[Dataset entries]
+ + + + +

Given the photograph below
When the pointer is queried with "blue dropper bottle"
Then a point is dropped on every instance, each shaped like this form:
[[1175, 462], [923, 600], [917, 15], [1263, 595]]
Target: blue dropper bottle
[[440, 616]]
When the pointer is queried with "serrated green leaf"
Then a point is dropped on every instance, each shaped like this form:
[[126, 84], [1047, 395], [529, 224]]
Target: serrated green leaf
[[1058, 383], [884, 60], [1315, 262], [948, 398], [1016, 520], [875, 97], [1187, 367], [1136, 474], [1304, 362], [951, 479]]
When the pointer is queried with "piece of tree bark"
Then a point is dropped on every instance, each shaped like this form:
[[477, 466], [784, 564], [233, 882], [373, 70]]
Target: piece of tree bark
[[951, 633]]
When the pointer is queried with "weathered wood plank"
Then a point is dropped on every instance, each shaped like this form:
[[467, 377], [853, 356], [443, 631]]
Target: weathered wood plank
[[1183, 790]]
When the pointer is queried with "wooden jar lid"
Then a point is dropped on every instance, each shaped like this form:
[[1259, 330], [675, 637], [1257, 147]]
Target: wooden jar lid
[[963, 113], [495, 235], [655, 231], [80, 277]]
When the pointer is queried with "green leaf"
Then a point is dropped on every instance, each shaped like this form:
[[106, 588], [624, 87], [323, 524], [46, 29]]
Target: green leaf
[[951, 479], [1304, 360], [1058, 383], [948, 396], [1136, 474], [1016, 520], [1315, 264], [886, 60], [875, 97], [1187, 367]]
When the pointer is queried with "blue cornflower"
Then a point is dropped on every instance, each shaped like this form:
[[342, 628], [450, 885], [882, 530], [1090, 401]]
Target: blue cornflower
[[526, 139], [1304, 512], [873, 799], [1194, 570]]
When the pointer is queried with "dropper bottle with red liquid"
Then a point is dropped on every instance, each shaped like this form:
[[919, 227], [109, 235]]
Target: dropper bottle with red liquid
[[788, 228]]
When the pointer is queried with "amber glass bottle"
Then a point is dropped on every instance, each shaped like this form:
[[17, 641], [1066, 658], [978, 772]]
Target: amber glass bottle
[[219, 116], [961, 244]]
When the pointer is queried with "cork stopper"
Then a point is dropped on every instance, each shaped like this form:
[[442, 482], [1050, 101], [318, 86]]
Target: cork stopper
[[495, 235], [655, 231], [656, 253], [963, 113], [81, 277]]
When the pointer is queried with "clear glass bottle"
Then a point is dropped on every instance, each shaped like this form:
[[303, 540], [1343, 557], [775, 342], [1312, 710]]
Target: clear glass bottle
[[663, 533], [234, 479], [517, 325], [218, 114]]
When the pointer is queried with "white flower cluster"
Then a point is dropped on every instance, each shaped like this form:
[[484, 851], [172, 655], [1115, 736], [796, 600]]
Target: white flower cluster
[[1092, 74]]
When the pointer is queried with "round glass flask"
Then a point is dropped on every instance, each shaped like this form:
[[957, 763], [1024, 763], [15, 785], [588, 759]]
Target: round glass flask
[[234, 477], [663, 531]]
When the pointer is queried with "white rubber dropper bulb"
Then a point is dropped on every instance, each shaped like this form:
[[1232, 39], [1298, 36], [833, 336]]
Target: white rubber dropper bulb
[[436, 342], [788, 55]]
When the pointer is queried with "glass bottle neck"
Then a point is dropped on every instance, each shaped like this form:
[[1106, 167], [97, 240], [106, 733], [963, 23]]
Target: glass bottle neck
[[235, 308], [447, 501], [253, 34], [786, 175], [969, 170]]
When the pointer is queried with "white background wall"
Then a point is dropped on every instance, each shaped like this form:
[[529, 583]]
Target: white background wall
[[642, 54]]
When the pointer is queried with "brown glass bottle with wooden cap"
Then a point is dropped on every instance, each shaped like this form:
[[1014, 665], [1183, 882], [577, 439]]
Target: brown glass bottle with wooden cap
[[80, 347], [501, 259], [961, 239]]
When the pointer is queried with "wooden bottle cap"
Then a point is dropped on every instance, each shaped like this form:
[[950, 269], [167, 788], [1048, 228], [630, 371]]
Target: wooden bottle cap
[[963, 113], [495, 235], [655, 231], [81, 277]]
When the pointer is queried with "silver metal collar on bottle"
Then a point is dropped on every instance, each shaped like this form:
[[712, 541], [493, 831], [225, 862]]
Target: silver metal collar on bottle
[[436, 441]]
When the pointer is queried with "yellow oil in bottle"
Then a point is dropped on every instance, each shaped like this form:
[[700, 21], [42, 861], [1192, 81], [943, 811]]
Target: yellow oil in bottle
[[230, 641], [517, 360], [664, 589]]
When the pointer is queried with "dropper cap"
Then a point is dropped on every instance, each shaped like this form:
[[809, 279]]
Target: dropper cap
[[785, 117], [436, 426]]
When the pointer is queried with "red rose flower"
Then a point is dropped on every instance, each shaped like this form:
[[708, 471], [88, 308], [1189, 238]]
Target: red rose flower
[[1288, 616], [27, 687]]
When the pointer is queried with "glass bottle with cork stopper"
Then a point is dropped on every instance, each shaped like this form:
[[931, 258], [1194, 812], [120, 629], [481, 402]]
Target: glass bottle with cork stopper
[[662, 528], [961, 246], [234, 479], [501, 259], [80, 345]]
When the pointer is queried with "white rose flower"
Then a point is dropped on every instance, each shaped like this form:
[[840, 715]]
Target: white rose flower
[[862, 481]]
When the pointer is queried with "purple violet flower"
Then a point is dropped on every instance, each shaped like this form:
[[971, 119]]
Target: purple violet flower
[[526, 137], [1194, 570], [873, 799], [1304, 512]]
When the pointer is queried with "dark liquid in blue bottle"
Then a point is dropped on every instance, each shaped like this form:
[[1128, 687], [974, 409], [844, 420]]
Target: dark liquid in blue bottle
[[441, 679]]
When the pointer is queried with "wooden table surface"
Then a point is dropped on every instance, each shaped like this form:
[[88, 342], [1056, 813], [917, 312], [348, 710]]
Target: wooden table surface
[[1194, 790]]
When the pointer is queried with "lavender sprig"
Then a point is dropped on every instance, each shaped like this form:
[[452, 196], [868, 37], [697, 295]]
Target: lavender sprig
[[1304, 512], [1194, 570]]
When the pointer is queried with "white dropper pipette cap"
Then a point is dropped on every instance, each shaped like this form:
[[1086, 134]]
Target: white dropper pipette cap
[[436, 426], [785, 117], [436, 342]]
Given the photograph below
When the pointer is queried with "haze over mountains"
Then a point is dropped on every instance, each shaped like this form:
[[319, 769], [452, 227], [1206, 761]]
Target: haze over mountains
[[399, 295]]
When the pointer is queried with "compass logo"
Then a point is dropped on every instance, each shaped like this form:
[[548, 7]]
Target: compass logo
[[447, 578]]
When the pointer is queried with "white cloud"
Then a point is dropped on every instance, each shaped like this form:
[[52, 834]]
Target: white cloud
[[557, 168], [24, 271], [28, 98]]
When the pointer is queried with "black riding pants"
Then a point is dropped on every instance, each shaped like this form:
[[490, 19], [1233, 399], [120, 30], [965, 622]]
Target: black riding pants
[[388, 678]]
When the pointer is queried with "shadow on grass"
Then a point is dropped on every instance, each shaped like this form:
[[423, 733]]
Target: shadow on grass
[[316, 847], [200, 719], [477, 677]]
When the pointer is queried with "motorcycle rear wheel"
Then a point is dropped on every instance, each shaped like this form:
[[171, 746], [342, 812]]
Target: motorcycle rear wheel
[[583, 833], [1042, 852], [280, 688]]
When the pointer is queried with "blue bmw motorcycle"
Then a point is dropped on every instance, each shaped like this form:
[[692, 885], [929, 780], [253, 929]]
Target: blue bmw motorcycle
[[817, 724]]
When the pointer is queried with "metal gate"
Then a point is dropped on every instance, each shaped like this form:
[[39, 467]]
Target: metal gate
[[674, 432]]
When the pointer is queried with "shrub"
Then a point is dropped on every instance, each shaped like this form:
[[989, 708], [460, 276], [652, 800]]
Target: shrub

+ + + + +

Start with the first line of the data and print every line exactly. The line containing "[[1259, 330], [675, 637], [1257, 147]]" is the last one to include.

Given the photograph below
When the pointer is queried with "blue dropper bottle"
Then a point is dropped on every instance, each shaped like this form:
[[1175, 462], [923, 600], [917, 15], [1263, 595]]
Target: blue dropper bottle
[[440, 616]]
When the pointer is queried with "serrated green leaf"
Then a point is dropped on every instance, each shaped like this form:
[[126, 84], [1047, 395], [529, 224]]
Target: serrated green leaf
[[1058, 383], [884, 60], [1315, 262], [948, 398], [1016, 520], [875, 97], [1187, 367], [1136, 474], [1304, 362], [951, 479]]
When the pointer is queried with "piece of tree bark"
Then a point is dropped on every instance, each shaped like this form:
[[477, 466], [784, 564], [233, 882], [373, 70]]
Target: piece of tree bark
[[951, 633]]
When the pointer is queried with "weathered wood plank"
Then a point is dropped on every instance, each shaped like this form:
[[467, 377], [853, 356], [443, 631]]
Target: weathered wood plank
[[1183, 790]]
When the pointer is queried with "wooden jar lid"
Then a point is dropped on every instance, each shaped like this form:
[[1259, 330], [675, 637], [1257, 147]]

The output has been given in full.